**Reading passage**
--------

1. Risk Avoidance
If the target can be removed, the risk can be avoided altogether.
Risk Avoidance is the most basic of concepts when thinking about risk management. Simply put, if you can remove the target from the equation, then the risk can be avoided.
For example, say a dry cleaner takes in approximately $5,000.00 in receipts each day and would like to practice Risk Avoidance. When the business closes at 6:00 p.m. each night, the owner takes the monies to the night repository at the bank on their way home. Thus the risk of a burglary at the business during the night, where the money would be the target, is avoided altogether when the receipts are removed from the premises and deposited into the bank.
The second example pertains to homeowners. Many clients we see have stamp collections, old or valuable documents, baseball card collections, coin collections, heirloom or antique jewelry and many other prized possessions. A simple method of practicing Risk Avoidance would be to remove those articles from home and store them in a bank’s safe deposit box, thus removing the articles from the premise will avoid the risk.
2. Risk Reduction
When Risk Avoidance is impractical, seek to reduce the risk.
With Risk Reduction, as the principal suggests, we are reducing the risk. This is the most common approach. By reducing the risk, we are admittedly taking some risk. Once again, see the examples below to help understand the concept.
Risk Reduction Example
Let’s return to the dry cleaner mentioned in the Risk Avoidance example. With all of the previous day’s proceeds being deposited in the bank each night, the business’ opening the following day is dependent on the bank’s operating hours. In other words, the business cannot open until the bank does to obtain cash to begin operating for the day. A Risk Reduction Strategy would be to keep some small cash reserve in the store overnight to begin operations the following day, such as $250 instead of depositing all of the money in the bank overnight, some are kept at the store. Thus reducing some of the risks of losing all of the money.
Much like the proceeding business example, we return to the coin collection or card collection that may be kept at home. In Risk Reduction, we would not keep the collections at the bank’s safe depository all of the time, but only keep them there during extended out of town trips to allow the owner of the collection the ability to share these collections with his friends or to potentially offer to sell these collections without having to visit the bank. When the inconvenience is experienced going to the bank safe deposit box every time the owner wishes to show, sell or attempt to sell one of his cards or coins, they are forced to conform to banking hours versus their schedule limitations. By assessing security vulnerabilities, they end up deciding that the security risk at his home where the cards or coins will be kept is not that significant during hours of traditional residential burglary (day-time, business days while people are working or at school); and therefore decides to spread his risk by moving the cards/coins back home.
Safe deposits are a security tool that can be used for temporary as well as long-term security purposes. Anything small, valuable or important can be stored there.
3. Risk Spreading
When Risk Removal or Risk Reduction are not appropriate solutions consider Spreading the Risk.
Risk spreading includes physical, procedural, and electronic security modifications to help manage the risk. Again see some of our examples below.
Back to our ongoing business example, we present a simple example of Risk Spreading. Owing to the $250 (Risk Reduction) being kept on the premises overnight, the store owner decides to install an electronic business security system to alert him and the authorities should a criminal try to break-in to the store after hours, a form of Risk Spreading.

--------

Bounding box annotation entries
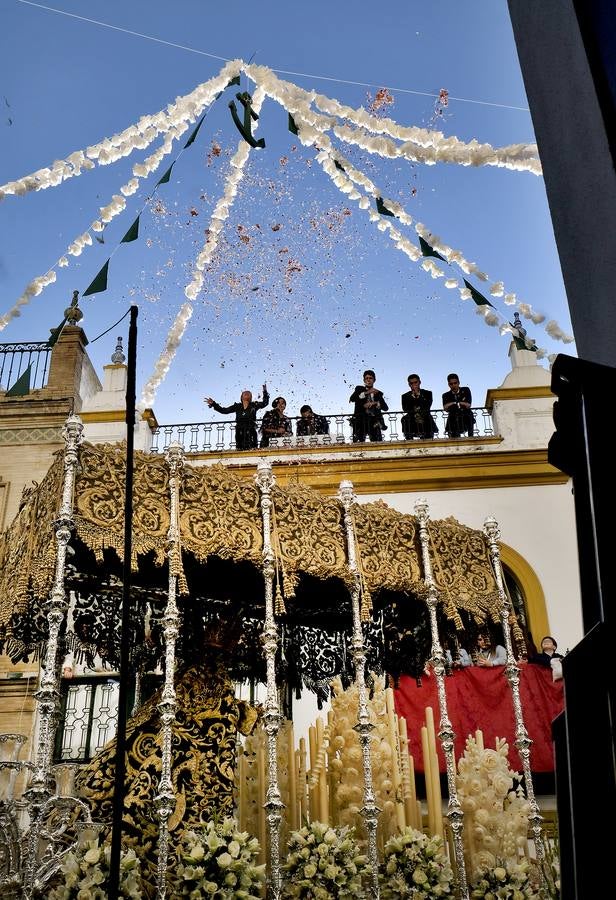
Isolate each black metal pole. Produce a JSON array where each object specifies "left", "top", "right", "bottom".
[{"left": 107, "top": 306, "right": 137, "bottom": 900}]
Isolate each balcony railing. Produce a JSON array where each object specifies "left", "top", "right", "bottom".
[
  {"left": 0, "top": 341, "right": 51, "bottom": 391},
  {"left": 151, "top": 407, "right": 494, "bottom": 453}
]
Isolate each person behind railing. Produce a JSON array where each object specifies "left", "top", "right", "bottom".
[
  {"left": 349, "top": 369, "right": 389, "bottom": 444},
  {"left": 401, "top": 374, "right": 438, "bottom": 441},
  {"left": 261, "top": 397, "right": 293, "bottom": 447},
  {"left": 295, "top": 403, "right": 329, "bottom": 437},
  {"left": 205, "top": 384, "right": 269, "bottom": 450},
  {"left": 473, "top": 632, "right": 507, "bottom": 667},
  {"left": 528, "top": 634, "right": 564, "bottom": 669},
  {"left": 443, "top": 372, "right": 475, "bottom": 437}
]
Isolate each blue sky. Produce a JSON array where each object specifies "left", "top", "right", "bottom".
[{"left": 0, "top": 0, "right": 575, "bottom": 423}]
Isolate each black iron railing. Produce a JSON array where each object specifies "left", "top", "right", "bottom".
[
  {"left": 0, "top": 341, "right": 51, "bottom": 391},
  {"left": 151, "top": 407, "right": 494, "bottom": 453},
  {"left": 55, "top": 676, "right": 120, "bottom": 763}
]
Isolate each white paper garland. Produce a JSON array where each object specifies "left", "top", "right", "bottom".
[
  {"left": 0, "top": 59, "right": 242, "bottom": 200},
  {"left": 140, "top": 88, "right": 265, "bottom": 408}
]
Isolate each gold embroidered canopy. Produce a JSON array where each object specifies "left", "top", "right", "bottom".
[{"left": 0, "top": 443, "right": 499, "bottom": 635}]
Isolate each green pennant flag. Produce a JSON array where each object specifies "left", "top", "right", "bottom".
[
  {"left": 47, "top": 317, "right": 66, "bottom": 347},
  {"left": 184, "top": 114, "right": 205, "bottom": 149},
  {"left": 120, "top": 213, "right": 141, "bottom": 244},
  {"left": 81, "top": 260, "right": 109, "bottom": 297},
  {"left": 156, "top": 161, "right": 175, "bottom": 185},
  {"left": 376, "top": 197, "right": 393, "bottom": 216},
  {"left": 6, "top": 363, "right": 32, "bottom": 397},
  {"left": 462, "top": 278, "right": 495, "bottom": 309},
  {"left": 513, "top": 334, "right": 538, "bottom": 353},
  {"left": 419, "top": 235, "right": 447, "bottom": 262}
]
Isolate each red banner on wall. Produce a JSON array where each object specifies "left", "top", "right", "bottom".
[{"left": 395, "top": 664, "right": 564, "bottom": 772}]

--------

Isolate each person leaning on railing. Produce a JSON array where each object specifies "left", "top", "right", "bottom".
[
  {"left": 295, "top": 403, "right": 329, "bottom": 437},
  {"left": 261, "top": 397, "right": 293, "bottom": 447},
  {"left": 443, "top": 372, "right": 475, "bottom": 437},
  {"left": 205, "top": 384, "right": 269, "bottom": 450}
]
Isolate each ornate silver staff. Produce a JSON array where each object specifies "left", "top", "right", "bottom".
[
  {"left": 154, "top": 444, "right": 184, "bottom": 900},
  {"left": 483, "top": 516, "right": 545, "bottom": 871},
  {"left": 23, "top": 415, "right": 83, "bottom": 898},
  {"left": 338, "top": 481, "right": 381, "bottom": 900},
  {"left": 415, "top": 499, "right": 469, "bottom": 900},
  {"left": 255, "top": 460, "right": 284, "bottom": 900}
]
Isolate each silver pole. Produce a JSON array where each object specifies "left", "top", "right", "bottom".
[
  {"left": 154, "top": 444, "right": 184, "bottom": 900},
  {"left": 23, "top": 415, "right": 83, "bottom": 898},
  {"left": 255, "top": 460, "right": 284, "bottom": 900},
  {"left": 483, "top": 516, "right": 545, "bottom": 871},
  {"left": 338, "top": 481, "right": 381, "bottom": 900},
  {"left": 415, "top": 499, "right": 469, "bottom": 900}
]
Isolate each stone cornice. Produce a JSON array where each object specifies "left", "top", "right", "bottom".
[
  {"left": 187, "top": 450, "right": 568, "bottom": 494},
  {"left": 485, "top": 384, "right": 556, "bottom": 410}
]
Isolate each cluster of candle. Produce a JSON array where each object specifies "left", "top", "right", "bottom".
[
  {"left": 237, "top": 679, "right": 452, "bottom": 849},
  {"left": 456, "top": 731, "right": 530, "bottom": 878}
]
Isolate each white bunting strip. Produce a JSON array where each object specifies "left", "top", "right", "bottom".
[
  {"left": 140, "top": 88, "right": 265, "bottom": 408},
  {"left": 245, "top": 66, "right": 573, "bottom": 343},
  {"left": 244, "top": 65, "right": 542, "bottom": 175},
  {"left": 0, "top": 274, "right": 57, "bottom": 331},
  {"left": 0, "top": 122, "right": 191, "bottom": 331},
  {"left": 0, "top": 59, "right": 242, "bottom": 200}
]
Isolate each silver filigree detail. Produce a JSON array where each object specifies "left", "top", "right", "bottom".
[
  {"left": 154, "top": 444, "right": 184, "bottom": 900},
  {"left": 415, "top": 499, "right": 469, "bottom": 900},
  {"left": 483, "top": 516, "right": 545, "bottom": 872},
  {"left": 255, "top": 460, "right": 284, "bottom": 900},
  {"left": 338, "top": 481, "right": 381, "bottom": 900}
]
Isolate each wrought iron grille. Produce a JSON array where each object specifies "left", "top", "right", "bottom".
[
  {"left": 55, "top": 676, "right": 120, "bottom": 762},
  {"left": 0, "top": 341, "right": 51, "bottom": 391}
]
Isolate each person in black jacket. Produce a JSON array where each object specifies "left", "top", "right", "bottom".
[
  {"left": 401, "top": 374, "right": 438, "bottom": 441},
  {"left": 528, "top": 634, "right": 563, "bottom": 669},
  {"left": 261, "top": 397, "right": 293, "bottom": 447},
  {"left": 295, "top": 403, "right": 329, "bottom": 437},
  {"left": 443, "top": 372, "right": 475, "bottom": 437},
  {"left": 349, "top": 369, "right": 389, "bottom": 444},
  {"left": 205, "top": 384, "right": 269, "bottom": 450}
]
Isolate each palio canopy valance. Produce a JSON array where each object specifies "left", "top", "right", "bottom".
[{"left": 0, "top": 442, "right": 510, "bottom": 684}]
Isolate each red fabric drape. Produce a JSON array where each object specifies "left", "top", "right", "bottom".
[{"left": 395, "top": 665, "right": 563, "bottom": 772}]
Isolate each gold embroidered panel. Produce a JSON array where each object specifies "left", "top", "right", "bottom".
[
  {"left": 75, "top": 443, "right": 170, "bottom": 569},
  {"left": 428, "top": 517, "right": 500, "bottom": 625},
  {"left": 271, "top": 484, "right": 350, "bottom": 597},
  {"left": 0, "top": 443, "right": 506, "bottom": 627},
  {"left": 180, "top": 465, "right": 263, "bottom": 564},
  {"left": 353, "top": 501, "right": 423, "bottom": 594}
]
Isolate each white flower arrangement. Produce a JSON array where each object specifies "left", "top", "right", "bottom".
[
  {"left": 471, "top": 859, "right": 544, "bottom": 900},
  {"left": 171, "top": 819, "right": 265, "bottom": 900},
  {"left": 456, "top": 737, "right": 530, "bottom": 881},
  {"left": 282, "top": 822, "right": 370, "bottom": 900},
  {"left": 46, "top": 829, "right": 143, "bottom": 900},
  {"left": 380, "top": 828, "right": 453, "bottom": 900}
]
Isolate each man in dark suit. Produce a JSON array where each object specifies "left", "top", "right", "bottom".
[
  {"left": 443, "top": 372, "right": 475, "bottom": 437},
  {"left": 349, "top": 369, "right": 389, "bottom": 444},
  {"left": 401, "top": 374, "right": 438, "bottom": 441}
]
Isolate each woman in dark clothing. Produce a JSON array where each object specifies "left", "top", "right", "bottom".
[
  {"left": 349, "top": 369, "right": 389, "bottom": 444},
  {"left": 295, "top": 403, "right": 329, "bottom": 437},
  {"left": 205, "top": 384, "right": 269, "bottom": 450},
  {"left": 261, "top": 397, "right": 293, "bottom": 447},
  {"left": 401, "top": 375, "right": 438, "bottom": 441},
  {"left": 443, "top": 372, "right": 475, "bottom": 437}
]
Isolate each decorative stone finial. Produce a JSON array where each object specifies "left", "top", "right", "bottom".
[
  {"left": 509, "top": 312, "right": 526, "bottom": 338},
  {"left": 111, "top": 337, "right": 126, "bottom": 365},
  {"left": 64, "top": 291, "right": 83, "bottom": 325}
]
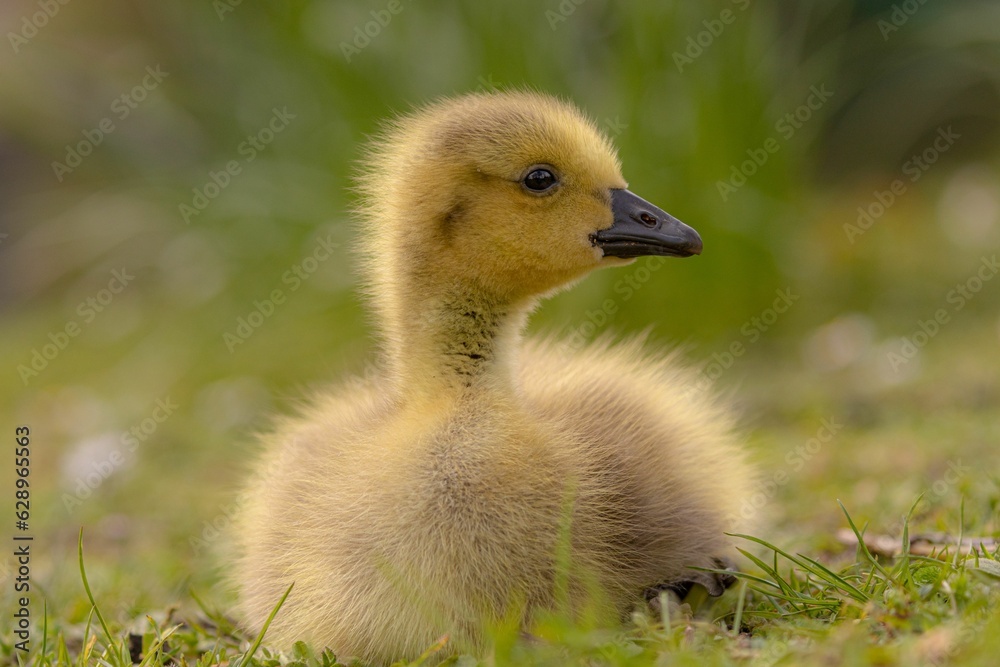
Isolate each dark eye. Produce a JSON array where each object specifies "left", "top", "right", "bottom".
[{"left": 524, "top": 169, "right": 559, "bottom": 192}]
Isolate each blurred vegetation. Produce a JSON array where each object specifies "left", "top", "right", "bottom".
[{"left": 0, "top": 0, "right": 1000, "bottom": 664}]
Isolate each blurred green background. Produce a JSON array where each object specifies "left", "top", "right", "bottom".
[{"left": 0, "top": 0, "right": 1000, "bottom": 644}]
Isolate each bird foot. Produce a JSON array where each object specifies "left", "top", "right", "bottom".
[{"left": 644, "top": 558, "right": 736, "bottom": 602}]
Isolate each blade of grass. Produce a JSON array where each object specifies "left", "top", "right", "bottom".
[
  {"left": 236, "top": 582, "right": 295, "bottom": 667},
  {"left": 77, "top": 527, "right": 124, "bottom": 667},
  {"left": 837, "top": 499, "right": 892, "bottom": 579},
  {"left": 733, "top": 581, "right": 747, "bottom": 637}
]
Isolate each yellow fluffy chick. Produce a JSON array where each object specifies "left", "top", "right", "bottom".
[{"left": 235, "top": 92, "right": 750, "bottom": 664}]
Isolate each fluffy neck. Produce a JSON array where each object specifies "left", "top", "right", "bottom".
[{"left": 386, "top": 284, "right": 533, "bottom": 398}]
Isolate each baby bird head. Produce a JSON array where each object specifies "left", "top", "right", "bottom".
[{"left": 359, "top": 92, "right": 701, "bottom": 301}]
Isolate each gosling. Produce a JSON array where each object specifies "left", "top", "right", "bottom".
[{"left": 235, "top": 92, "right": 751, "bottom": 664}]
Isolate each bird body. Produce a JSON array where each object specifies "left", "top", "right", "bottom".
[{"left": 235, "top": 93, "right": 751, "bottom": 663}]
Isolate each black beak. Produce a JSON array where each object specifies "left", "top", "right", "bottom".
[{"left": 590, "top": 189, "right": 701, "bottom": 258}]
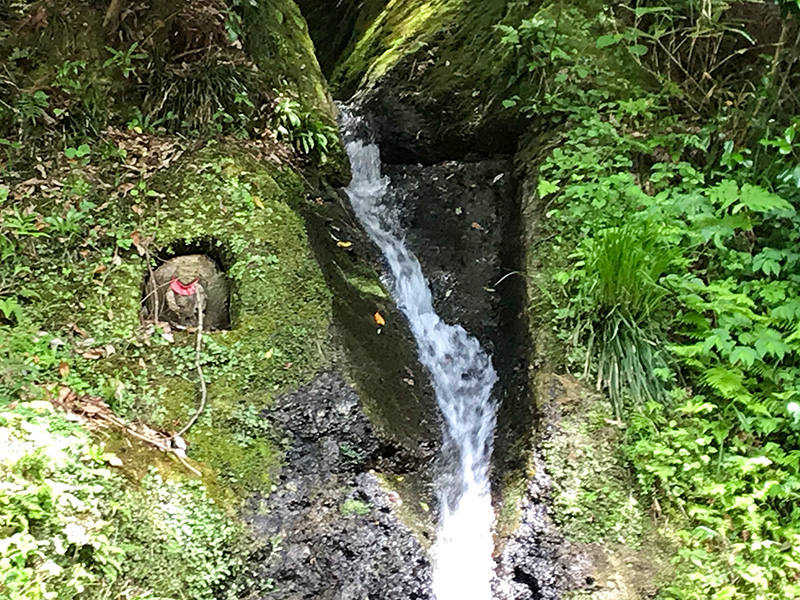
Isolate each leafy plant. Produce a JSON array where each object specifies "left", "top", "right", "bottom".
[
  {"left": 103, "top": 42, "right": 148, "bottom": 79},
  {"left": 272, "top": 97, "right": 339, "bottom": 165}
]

--------

**Work instructions**
a – List every line in the rows that contains the word "dark". Matching is case-sensitive.
b – Write the next part of the passage on risk management, picking up right after its final sentence.

**The results**
a –
Isolate each man in dark suit. Produce a JSON array where each object specifies "left", "top", "right", "bottom".
Isolate each woman in dark clothing. Produce a JSON array where each object specifies "left", "top", "right", "bottom".
Isolate each dark eye. Produce a JSON array where each object specifies "left", "top", "right", "bottom".

b –
Another example of Spreading the Risk would be to take the $250.00 that is left overnight and locate it in 3 different areas in the store, but not in a cash register drawer.
And in our residential example, the homeowner also decides to have a home security system installed and connected to a central monitoring station as well to alert the authorities as well as himself should someone try to break into the home when he is not home. Again, another example of spreading the risk.
Examples of other measures both physical and procedural are as follows:
- Access Control Systems
- Surveillance Systems
- Enhanced night time Lighting
- Inner Perimeter Doors
- Security Personnel
- Armored Car Services
- Lock and Key Control
- Opening and Closing Policies
- Issuance of Access Control Cards
- Access Codes for security system
- Property Receipts
- Sign-in/out Procedures
4. Risk Transference:
If the above risk reduction measures are not working, consider transferring the Risk.
When the valuables or assets being protected cannot be removed, risk cannot be reduced to an acceptable point, and risk spreading still does not bring about full security satisfaction, the next step is to transfer the risk. Examples follow:
Because it’s so basic, this time, we are going to pursue the residential example we have been utilizing throughout this article. In addition to all of the steps above being taken by the owner, he is going to transfer some of the risks by ensuring the collection, probably as a rider on his homeowner’s policy.
This is an easy concept to grasp. We all have an auto, home, renter, life or health insurance in one form or another. We pay insurance premiums based on calculated risk and the sharing of the cost with a larger group, thereby transferring our risk to the insurer. In all likelihood, the policy on the cards may be high owing to the portability of the item.
5. Risk Acceptance
In some situations, it is almost impossible to transfer or remove the risk, and in some cases, it is too costly as well. In those cases, a certain amount of risk will have to be accepted.
Sometimes, the “system” requires us to accept some of the risks, and other times it is just the most cost-effective thing to do. The following examples should result in a quick grasp of the accepting risk.
Again about our homeowner that has a card collection or a coin collection…As you have followed the development of this section, you can likely guess what the example will be. For the owner of the baseball cards, it is likely that the insurance company will require a sizable deductible to add the cards to his policy, requiring the owner to assume some risk.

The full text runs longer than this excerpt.